▶ _BRIEF_
Copy exactly the lines from the one containing "Each instance of the person" through the last line of the records, both included, and nothing more.

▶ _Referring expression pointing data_
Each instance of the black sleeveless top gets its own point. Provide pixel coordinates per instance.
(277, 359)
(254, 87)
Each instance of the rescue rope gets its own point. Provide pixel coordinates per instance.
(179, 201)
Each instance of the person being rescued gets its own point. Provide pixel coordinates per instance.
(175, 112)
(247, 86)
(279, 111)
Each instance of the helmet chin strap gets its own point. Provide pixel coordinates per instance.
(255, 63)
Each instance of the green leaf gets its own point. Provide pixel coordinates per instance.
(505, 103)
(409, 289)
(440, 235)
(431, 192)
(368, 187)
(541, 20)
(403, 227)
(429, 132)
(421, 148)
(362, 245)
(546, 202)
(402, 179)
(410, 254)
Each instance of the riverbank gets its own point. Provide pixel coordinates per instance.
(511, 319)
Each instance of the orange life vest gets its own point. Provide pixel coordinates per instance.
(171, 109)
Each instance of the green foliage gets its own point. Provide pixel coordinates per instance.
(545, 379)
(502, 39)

▶ _ANSWER TO THIS EXERCISE_
Each instance of the person being rescued gets its own point. Provide pixel coordinates per instance.
(175, 112)
(247, 86)
(279, 111)
Each instance of the helmet chin strap gets its own point. Provide pixel coordinates per instance.
(255, 63)
Each instance of the green leaf gets its own point. Provide pixel coordinates per instance.
(505, 103)
(409, 289)
(440, 235)
(431, 192)
(368, 187)
(541, 20)
(403, 227)
(429, 132)
(421, 148)
(362, 245)
(546, 202)
(402, 179)
(410, 254)
Each instance of the riverbank gets its own point. Provide pixel coordinates per instance.
(511, 319)
Each instance of the orange life vest gets its own point. Provide pixel coordinates per instance.
(171, 109)
Each instance of the green foliage gets its own point. Provide pixel coordinates per instance.
(545, 379)
(502, 39)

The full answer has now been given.